RECORDS FOR THE TASK Block Start

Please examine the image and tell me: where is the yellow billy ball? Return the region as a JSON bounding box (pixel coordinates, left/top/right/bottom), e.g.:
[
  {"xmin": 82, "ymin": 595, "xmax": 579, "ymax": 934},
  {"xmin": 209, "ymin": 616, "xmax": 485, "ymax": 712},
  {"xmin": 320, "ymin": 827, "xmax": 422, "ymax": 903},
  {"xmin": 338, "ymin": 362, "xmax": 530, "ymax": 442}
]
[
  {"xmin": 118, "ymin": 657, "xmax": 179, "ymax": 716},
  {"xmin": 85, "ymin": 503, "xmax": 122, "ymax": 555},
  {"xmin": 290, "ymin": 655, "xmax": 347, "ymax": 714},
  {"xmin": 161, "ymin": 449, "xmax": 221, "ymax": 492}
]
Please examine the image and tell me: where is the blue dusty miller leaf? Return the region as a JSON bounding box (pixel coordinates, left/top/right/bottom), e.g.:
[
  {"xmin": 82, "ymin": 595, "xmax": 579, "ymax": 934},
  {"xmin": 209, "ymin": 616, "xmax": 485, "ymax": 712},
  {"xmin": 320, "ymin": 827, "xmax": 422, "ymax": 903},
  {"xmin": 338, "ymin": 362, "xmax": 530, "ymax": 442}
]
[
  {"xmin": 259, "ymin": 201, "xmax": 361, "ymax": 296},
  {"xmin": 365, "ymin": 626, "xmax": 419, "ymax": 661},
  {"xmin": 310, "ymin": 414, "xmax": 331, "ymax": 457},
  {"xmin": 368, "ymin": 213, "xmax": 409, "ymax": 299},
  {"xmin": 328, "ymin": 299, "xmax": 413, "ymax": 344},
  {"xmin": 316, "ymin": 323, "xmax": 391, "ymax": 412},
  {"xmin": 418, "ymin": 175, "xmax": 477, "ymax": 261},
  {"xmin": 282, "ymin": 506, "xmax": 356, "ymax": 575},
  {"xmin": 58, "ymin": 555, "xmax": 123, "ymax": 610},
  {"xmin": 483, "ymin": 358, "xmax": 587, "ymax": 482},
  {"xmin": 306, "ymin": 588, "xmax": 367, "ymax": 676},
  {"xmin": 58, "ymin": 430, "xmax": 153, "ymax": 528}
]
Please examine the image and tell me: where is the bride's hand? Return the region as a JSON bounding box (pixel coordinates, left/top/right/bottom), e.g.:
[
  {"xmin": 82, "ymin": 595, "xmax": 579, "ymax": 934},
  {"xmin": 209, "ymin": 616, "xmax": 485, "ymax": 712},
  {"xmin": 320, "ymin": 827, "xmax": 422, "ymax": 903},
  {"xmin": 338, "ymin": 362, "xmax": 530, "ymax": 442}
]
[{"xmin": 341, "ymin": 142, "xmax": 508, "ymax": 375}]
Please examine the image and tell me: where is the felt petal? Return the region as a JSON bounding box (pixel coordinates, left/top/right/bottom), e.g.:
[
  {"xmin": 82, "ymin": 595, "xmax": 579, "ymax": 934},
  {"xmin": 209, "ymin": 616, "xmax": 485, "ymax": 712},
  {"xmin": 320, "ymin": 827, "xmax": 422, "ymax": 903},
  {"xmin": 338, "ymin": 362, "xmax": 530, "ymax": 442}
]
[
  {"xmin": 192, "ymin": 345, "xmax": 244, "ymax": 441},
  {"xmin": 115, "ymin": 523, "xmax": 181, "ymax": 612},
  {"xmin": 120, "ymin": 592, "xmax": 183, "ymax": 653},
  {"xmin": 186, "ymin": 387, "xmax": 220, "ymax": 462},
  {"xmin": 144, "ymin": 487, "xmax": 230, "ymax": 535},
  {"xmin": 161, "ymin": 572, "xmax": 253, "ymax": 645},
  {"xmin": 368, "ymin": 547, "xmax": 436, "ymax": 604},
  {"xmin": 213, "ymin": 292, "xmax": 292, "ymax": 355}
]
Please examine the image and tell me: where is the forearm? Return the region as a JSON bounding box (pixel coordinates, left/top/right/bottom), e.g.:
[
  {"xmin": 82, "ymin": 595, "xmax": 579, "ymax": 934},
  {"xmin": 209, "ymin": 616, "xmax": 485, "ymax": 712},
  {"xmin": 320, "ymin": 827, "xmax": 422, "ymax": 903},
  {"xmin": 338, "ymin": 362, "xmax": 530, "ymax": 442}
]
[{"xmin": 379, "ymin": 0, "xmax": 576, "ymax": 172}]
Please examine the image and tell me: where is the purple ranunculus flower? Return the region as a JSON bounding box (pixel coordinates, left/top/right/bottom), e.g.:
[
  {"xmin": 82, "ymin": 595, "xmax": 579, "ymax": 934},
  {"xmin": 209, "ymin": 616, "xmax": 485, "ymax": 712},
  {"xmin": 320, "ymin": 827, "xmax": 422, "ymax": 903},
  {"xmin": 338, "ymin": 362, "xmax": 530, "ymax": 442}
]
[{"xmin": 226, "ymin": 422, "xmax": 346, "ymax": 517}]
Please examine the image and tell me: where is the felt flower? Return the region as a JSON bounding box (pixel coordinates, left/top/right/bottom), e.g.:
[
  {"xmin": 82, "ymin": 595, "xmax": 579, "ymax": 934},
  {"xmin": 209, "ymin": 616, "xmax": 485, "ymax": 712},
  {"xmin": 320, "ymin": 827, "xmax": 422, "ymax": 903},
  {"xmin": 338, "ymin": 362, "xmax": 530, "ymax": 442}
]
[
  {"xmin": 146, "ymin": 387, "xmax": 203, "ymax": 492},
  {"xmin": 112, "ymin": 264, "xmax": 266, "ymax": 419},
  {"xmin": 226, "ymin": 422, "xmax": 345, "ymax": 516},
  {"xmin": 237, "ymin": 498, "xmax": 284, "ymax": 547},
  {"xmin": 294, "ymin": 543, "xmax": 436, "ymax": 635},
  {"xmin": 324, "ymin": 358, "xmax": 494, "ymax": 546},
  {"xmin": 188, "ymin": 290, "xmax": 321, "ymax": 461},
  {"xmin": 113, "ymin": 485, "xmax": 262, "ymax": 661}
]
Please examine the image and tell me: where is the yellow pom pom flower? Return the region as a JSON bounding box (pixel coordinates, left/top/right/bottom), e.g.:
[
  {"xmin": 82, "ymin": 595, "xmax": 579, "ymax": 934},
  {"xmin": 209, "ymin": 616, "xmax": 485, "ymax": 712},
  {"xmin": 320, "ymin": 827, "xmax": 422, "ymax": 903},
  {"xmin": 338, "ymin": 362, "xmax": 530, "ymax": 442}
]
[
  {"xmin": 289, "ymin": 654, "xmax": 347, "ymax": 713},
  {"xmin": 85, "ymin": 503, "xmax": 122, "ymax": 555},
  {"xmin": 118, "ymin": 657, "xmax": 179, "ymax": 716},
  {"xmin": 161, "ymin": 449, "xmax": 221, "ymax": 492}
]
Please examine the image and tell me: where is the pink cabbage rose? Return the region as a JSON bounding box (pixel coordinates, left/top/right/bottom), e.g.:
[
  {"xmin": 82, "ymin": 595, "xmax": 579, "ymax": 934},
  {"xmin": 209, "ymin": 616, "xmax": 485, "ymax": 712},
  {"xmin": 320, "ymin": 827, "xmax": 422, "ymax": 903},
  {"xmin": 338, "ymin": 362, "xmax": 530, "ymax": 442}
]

RECORDS FOR THE TASK Block End

=== TASK TO CARRY OUT ===
Give every entry again in full, precisely as written above.

=== COMPLETED EXERCISE ===
Please examine the image and tell me: where is the yellow billy ball? Return the region as a JSON bounding box (pixel coordinates, left/top/right/bottom), e.g.:
[
  {"xmin": 82, "ymin": 595, "xmax": 579, "ymax": 934},
  {"xmin": 209, "ymin": 616, "xmax": 485, "ymax": 712},
  {"xmin": 320, "ymin": 827, "xmax": 422, "ymax": 903},
  {"xmin": 338, "ymin": 362, "xmax": 530, "ymax": 442}
]
[
  {"xmin": 118, "ymin": 657, "xmax": 179, "ymax": 716},
  {"xmin": 85, "ymin": 503, "xmax": 122, "ymax": 555},
  {"xmin": 290, "ymin": 655, "xmax": 347, "ymax": 714},
  {"xmin": 161, "ymin": 449, "xmax": 221, "ymax": 492}
]
Please examine the image and tell me: where is the blue dusty miller leaf? Return the region as a JSON bounding box (pixel coordinates, left/top/right/bottom), e.g.:
[
  {"xmin": 82, "ymin": 595, "xmax": 579, "ymax": 934},
  {"xmin": 209, "ymin": 616, "xmax": 485, "ymax": 712},
  {"xmin": 320, "ymin": 827, "xmax": 422, "ymax": 903},
  {"xmin": 338, "ymin": 362, "xmax": 530, "ymax": 442}
]
[
  {"xmin": 259, "ymin": 201, "xmax": 361, "ymax": 296},
  {"xmin": 365, "ymin": 626, "xmax": 419, "ymax": 661},
  {"xmin": 310, "ymin": 414, "xmax": 331, "ymax": 457},
  {"xmin": 368, "ymin": 213, "xmax": 409, "ymax": 299},
  {"xmin": 328, "ymin": 299, "xmax": 413, "ymax": 344},
  {"xmin": 316, "ymin": 323, "xmax": 391, "ymax": 412},
  {"xmin": 418, "ymin": 175, "xmax": 477, "ymax": 261},
  {"xmin": 282, "ymin": 506, "xmax": 356, "ymax": 575},
  {"xmin": 58, "ymin": 555, "xmax": 123, "ymax": 610},
  {"xmin": 483, "ymin": 358, "xmax": 587, "ymax": 482},
  {"xmin": 306, "ymin": 588, "xmax": 367, "ymax": 676},
  {"xmin": 58, "ymin": 430, "xmax": 153, "ymax": 528}
]
Please examine the image and tell me: where is the bride's hand? Return the region as a JSON bounding box (pixel coordinates, left/top/right/bottom), e.g.:
[
  {"xmin": 82, "ymin": 595, "xmax": 579, "ymax": 934},
  {"xmin": 209, "ymin": 616, "xmax": 485, "ymax": 712},
  {"xmin": 320, "ymin": 827, "xmax": 422, "ymax": 903},
  {"xmin": 338, "ymin": 362, "xmax": 530, "ymax": 442}
]
[{"xmin": 341, "ymin": 142, "xmax": 508, "ymax": 375}]
Please examine the image and tell me: where is the felt petal? Return the region as a JSON bounding box (pixel coordinates, left/top/right/bottom), e.g.:
[
  {"xmin": 82, "ymin": 595, "xmax": 579, "ymax": 934},
  {"xmin": 209, "ymin": 616, "xmax": 485, "ymax": 712},
  {"xmin": 320, "ymin": 827, "xmax": 422, "ymax": 903},
  {"xmin": 338, "ymin": 362, "xmax": 530, "ymax": 442}
]
[
  {"xmin": 192, "ymin": 345, "xmax": 244, "ymax": 441},
  {"xmin": 115, "ymin": 523, "xmax": 181, "ymax": 612},
  {"xmin": 120, "ymin": 592, "xmax": 183, "ymax": 653},
  {"xmin": 186, "ymin": 387, "xmax": 220, "ymax": 462},
  {"xmin": 144, "ymin": 487, "xmax": 230, "ymax": 535},
  {"xmin": 161, "ymin": 572, "xmax": 253, "ymax": 645},
  {"xmin": 368, "ymin": 547, "xmax": 436, "ymax": 604},
  {"xmin": 213, "ymin": 292, "xmax": 292, "ymax": 355}
]
Please examine the image and tell me: where is the forearm? Return the region as a JSON bounding box (pixel coordinates, left/top/right/bottom), e.g.:
[
  {"xmin": 82, "ymin": 595, "xmax": 579, "ymax": 934},
  {"xmin": 209, "ymin": 616, "xmax": 485, "ymax": 712},
  {"xmin": 320, "ymin": 827, "xmax": 422, "ymax": 903},
  {"xmin": 338, "ymin": 362, "xmax": 530, "ymax": 442}
]
[{"xmin": 379, "ymin": 0, "xmax": 576, "ymax": 172}]
Please examine the image and tell me: where is the purple ranunculus flower? Return the region as a JSON bounding box (pixel coordinates, left/top/right/bottom), e.g.:
[
  {"xmin": 82, "ymin": 595, "xmax": 579, "ymax": 934},
  {"xmin": 209, "ymin": 616, "xmax": 485, "ymax": 712},
  {"xmin": 320, "ymin": 827, "xmax": 422, "ymax": 903},
  {"xmin": 338, "ymin": 362, "xmax": 530, "ymax": 442}
]
[{"xmin": 226, "ymin": 422, "xmax": 346, "ymax": 517}]
Please examine the image and tell me: where is the felt flower? Return the region as a JSON bounding box (pixel coordinates, left/top/right/bottom), e.g.:
[
  {"xmin": 82, "ymin": 595, "xmax": 579, "ymax": 934},
  {"xmin": 209, "ymin": 616, "xmax": 485, "ymax": 712},
  {"xmin": 320, "ymin": 827, "xmax": 422, "ymax": 903},
  {"xmin": 338, "ymin": 362, "xmax": 530, "ymax": 442}
]
[
  {"xmin": 146, "ymin": 387, "xmax": 203, "ymax": 492},
  {"xmin": 112, "ymin": 264, "xmax": 266, "ymax": 419},
  {"xmin": 226, "ymin": 422, "xmax": 345, "ymax": 516},
  {"xmin": 237, "ymin": 498, "xmax": 284, "ymax": 547},
  {"xmin": 294, "ymin": 543, "xmax": 436, "ymax": 635},
  {"xmin": 324, "ymin": 358, "xmax": 494, "ymax": 546},
  {"xmin": 188, "ymin": 290, "xmax": 321, "ymax": 461},
  {"xmin": 113, "ymin": 485, "xmax": 262, "ymax": 661}
]
Please examine the image and tell me: where is the yellow pom pom flower? Return the region as a JSON bounding box (pixel coordinates, left/top/right/bottom), e.g.:
[
  {"xmin": 82, "ymin": 595, "xmax": 579, "ymax": 934},
  {"xmin": 209, "ymin": 616, "xmax": 485, "ymax": 712},
  {"xmin": 320, "ymin": 827, "xmax": 422, "ymax": 903},
  {"xmin": 338, "ymin": 362, "xmax": 530, "ymax": 442}
]
[
  {"xmin": 289, "ymin": 654, "xmax": 347, "ymax": 713},
  {"xmin": 85, "ymin": 503, "xmax": 122, "ymax": 555},
  {"xmin": 118, "ymin": 657, "xmax": 179, "ymax": 716},
  {"xmin": 161, "ymin": 449, "xmax": 221, "ymax": 492}
]
Please examine the image and tell me: where is the pink cabbage rose? Return the region as a JSON bounding box (pixel coordinates, left/top/right/bottom), e.g.:
[
  {"xmin": 82, "ymin": 595, "xmax": 579, "ymax": 934},
  {"xmin": 209, "ymin": 616, "xmax": 485, "ymax": 712},
  {"xmin": 320, "ymin": 827, "xmax": 422, "ymax": 903},
  {"xmin": 338, "ymin": 362, "xmax": 530, "ymax": 442}
]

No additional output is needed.